While in this area the red-haired enthusiastic young man appears to have encouraged several bright young students to return to UND with him or to enroll there when they finished whatever level of schooling they were in at the time. This colorful and noteworthy group of students is said to have included at various times Vilhjalmer Steffansson from Mountain (later an explorer in the Arctic), Judge Grimson from Milton who became famous as states attorney in Cavalier County and later served on the North Dakota Supreme Court, an older sister of Magnus Snowfield (homesteader at Mountain and Hannah) who may have descendants here today, an uncle of the Sturlaugson family on the Liefer side of their heritage who would later write a textbook read by “all eighth graders in North Dakota,” Dan Bull whose father invented Cream of Wheat cereal, Usher L. Burdick, Neil C. Macdonald who was later county superintendent in Cavalier County and in the state of North Dakota as well as a teacher at UND, Tom Campbell who became known as “the world’s largest wheat farmer” and many others.
One of Babcock’s goals was to establish UND as North Dakota’s School of Mines. Devils Lake became the center of a biological laboratory, and his work on coal deposits and lignite earned him the title of the Father of Lignite when he set up a briquetting plant at Hebron in 1909. The briquettes of lignite were commonly used in North Dakota because they were cheaper to mine and replaced other coal deposits which had to be shipped to our area. Most homes had a coal skuttle filled with them next to a space heater or an iron range.

◆ Assignment A ◆
According to the passage about Babcock and UND, in what year did Babcock set up a briquetting plant at Hebron?
◆ Assignment B ◆
Extend the passage about Babcock and UND, picking up right after its final sentence.
The records are separate material and have no connection to this passage.

◆ Supplied information ◆
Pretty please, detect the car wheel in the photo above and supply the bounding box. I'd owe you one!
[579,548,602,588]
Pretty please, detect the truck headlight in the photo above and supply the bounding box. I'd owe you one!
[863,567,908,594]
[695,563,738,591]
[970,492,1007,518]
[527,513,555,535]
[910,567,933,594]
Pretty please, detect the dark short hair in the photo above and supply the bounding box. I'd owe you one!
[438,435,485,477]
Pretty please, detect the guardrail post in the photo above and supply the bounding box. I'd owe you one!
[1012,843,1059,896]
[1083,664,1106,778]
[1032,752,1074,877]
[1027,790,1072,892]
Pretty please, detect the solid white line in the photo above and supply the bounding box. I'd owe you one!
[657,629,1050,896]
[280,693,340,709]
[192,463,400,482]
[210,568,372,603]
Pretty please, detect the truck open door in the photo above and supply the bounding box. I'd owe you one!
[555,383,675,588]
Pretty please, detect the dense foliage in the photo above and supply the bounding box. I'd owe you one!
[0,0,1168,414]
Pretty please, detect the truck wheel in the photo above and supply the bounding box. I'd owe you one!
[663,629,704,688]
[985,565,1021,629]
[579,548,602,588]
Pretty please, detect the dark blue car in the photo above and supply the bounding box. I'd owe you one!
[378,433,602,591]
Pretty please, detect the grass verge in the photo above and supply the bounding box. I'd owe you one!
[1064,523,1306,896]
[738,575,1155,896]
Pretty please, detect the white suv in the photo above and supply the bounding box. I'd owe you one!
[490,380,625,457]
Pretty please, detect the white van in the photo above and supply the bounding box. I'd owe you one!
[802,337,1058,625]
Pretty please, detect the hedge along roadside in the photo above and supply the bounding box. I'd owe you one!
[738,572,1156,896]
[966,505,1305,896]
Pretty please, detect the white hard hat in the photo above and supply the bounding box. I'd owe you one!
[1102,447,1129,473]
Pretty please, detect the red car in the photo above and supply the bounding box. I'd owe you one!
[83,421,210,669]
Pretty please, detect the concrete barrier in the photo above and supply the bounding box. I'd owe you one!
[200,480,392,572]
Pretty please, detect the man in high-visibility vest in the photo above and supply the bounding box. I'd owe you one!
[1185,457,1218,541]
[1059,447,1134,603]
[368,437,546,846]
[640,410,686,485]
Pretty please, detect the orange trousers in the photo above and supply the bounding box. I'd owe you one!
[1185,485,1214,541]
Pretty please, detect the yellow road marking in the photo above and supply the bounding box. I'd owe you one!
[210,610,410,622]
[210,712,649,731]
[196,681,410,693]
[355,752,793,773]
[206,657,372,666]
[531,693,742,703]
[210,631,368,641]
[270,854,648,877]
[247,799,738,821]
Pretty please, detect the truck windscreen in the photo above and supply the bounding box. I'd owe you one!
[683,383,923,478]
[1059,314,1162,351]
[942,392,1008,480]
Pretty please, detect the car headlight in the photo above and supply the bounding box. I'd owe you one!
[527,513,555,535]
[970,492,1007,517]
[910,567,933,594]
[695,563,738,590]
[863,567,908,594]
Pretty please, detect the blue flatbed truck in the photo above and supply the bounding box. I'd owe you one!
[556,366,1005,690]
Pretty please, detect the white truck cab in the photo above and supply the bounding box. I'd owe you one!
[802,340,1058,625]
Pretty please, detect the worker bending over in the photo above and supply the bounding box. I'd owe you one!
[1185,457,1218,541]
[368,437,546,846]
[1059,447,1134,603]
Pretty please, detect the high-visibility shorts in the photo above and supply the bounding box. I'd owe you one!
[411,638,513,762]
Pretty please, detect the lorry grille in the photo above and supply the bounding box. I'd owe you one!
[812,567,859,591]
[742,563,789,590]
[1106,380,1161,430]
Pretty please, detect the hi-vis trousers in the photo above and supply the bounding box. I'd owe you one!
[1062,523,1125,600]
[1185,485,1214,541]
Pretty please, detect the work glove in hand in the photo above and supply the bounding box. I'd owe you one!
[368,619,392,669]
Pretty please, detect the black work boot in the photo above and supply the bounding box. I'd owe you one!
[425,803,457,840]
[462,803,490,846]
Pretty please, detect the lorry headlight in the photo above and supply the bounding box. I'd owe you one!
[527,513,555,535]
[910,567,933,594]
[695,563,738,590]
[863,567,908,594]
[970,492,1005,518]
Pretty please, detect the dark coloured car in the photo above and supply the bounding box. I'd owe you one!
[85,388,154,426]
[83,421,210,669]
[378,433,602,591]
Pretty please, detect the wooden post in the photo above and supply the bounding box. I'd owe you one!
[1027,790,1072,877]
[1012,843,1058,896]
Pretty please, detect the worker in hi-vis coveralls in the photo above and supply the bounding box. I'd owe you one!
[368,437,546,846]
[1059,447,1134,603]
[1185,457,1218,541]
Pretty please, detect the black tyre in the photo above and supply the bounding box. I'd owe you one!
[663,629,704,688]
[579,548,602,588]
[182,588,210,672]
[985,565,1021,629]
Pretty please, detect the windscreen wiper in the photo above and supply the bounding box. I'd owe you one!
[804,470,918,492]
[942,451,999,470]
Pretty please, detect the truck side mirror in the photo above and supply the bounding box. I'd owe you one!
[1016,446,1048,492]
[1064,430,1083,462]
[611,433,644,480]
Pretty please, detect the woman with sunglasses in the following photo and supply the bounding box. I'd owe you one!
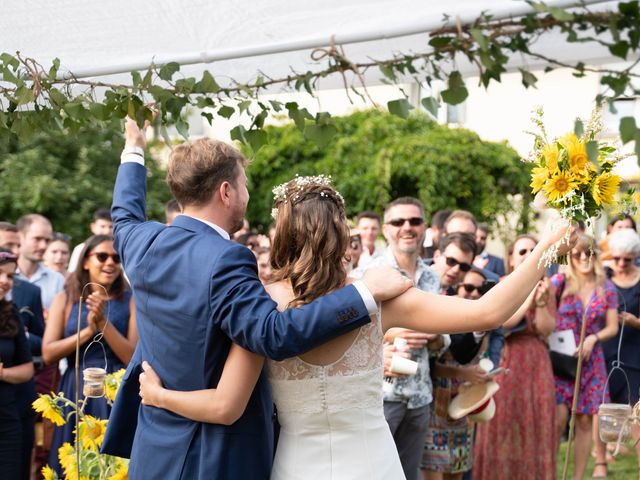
[473,235,556,480]
[42,235,138,474]
[593,228,640,475]
[552,234,618,478]
[421,267,493,480]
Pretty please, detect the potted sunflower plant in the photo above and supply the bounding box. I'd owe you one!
[33,369,129,480]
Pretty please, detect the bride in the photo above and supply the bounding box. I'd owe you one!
[140,176,575,480]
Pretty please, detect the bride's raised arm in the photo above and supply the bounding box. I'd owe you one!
[381,218,576,333]
[140,343,264,425]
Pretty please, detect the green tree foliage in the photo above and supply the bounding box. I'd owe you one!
[0,121,170,243]
[245,110,530,229]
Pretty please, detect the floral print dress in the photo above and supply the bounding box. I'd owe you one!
[551,274,618,415]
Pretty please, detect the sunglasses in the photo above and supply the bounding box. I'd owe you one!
[460,283,483,295]
[458,280,496,295]
[88,252,120,264]
[387,217,424,227]
[613,257,633,263]
[444,257,471,272]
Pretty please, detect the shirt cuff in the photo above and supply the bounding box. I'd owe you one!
[473,332,486,343]
[352,280,378,315]
[120,147,144,166]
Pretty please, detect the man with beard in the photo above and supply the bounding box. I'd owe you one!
[353,197,449,480]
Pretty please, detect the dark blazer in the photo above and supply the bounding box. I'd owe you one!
[11,278,44,418]
[11,278,44,357]
[103,163,370,480]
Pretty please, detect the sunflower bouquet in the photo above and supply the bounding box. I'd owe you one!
[33,369,129,480]
[527,108,634,266]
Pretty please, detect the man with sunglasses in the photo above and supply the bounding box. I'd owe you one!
[353,197,449,480]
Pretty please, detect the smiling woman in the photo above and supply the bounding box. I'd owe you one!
[42,235,138,473]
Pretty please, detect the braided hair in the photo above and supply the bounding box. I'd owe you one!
[271,176,349,307]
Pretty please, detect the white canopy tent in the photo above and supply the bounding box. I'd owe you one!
[0,0,628,88]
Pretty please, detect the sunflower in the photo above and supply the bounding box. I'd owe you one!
[591,172,620,205]
[58,442,76,475]
[40,465,58,480]
[31,394,67,426]
[559,133,589,177]
[80,415,107,451]
[542,170,578,202]
[530,167,551,193]
[108,462,129,480]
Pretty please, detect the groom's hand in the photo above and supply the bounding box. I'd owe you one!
[362,267,413,302]
[124,117,148,148]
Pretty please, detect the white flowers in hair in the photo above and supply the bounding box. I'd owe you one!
[271,175,344,220]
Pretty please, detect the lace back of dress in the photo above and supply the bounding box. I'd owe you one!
[269,316,383,380]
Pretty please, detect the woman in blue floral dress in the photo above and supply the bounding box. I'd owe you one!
[42,235,138,476]
[551,235,618,478]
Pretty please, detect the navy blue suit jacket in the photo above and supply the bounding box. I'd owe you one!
[11,278,44,357]
[103,163,370,480]
[11,278,44,418]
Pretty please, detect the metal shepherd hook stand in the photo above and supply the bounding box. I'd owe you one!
[75,282,109,478]
[562,282,640,480]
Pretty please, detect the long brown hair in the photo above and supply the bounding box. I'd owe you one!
[562,233,607,300]
[64,235,128,303]
[271,177,349,307]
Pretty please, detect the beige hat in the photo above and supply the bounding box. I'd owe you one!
[449,380,500,421]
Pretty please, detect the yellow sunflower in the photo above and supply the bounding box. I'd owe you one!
[542,170,578,202]
[40,465,58,480]
[108,462,129,480]
[591,172,620,205]
[58,442,76,474]
[80,415,107,451]
[530,167,552,193]
[31,394,67,426]
[559,133,589,177]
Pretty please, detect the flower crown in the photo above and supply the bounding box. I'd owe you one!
[271,174,344,220]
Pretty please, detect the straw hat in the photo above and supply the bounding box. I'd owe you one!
[449,380,500,422]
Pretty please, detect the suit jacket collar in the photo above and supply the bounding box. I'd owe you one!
[172,214,229,240]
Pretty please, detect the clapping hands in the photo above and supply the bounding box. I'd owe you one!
[86,291,107,332]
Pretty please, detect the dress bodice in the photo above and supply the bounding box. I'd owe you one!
[269,316,405,480]
[269,317,383,417]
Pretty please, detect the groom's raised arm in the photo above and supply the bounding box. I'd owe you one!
[111,118,164,273]
[211,245,408,360]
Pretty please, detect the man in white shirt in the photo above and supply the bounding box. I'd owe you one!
[16,213,64,311]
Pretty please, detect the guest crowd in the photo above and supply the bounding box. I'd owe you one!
[0,197,640,480]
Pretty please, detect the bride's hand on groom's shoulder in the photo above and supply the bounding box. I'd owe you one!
[362,267,413,302]
[139,361,164,407]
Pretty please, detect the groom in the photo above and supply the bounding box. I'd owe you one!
[103,119,410,480]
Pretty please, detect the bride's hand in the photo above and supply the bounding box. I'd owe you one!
[362,267,413,302]
[540,218,578,255]
[140,361,164,407]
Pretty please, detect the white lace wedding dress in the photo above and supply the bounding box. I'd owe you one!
[269,319,405,480]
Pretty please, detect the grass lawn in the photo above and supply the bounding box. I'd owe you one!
[557,442,638,480]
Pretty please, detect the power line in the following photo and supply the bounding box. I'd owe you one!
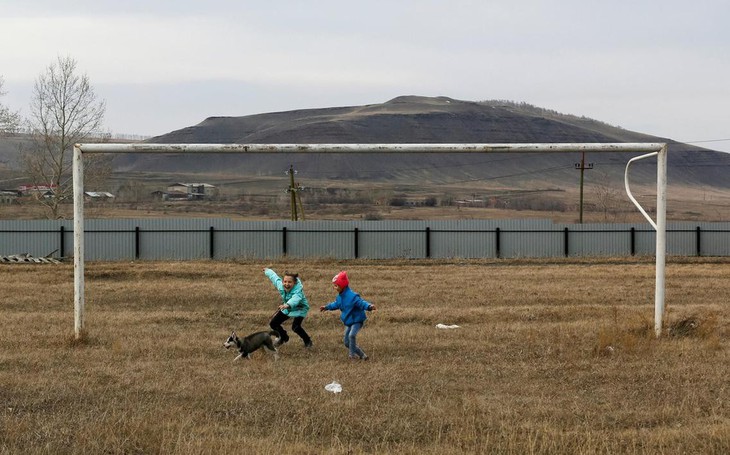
[683,138,730,144]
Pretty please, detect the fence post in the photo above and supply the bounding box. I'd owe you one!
[426,226,431,258]
[355,228,360,259]
[494,228,502,259]
[134,226,139,259]
[58,225,66,258]
[696,226,702,257]
[281,226,286,256]
[631,226,636,256]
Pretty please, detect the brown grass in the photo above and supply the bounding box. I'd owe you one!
[0,258,730,454]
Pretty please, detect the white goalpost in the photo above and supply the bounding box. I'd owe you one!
[73,143,668,339]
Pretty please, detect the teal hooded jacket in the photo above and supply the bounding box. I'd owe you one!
[264,269,309,318]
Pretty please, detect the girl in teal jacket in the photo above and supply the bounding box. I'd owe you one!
[264,268,312,348]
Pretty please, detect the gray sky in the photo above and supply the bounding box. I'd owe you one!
[0,0,730,151]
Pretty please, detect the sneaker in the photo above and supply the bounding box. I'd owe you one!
[274,338,289,348]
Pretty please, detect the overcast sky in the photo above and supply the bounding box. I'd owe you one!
[0,0,730,151]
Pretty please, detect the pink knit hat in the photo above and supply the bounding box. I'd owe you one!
[332,270,350,288]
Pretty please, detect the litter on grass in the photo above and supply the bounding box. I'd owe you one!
[324,381,342,393]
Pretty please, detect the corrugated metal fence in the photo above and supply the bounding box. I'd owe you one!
[0,218,730,261]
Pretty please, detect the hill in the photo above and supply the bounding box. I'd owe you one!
[106,96,730,188]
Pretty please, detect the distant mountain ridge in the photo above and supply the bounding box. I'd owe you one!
[109,96,730,187]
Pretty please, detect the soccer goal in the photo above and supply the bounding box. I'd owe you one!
[73,143,668,338]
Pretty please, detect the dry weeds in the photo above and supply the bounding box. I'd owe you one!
[0,258,730,454]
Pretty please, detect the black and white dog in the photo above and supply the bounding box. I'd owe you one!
[223,330,279,362]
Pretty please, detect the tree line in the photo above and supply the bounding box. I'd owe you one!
[0,56,111,219]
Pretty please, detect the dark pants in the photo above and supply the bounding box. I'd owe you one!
[269,310,312,344]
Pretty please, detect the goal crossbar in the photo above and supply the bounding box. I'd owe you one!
[73,143,668,338]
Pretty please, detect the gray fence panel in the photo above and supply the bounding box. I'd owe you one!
[287,229,355,259]
[359,229,426,259]
[430,230,497,258]
[700,232,730,256]
[500,230,564,258]
[568,229,631,256]
[214,230,283,259]
[0,219,730,260]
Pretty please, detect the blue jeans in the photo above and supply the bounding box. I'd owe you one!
[343,322,365,358]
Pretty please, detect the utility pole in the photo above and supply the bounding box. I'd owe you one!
[575,152,593,224]
[285,164,304,221]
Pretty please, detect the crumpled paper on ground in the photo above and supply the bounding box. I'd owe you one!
[324,381,342,393]
[436,324,459,329]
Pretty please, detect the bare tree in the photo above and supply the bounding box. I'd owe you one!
[22,57,111,218]
[0,76,20,134]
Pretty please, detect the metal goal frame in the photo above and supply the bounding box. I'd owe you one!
[72,143,668,339]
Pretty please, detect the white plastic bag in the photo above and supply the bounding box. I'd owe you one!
[324,381,342,393]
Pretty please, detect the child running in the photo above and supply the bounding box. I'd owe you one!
[319,271,375,360]
[264,267,312,348]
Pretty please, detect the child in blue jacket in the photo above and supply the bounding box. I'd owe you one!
[319,271,375,360]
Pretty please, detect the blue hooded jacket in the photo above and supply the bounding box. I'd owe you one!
[264,269,309,318]
[324,286,372,326]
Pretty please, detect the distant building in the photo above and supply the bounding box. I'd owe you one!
[84,191,114,201]
[162,183,218,200]
[0,190,20,204]
[18,184,58,197]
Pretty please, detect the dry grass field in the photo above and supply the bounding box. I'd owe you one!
[0,258,730,454]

◆ Task output A ◆
1909

◆ Task output B ◆
There was a building boom at UND in the pre-World War I era with the Carnegie Library built in 1907 and Babcock Hall in 1908. Webster Merrifield was followed in the presidency in 1909 by Frank McVey who left UND in 1917, and Babcock became acting president in addition to leading the engineering and mining divisions at the school. The United States entered World War I in 1917. Students were drafted or had dropped out of school to enlist so money to operate the university was in short supply. In 1918 another president was hired who had previously been fired by other universities and trouble brewed as this new man took to name calling and snide remarks to undermine the faculty. Four or five of the long-time professors and deans of their departments were on his list for elimination. Along with Babcock these professors attempted to work with the new president, but the controversy did a great deal of harm to the university in terms of faculty retention, students and general morale which would take decades to recover. Like many university professors, doctors and wealthy residents of early Grand Forks, Babcock and his family had a home in the better part of town and a summer home at Bemidji, Minn. Groups of young ladies rode the train to Grand Forks with two or three of my aunts among them and found employment at these homes with occasional side trips to Bemidji along with their employers. As a result, I grew up hearing them talk about Professor Babcock, who was well-liked and remembered by the people in that tightly knit community. Their stories ended with the day Professor Babcock went out for an early morning swim at Bemidji and drowned in 1925.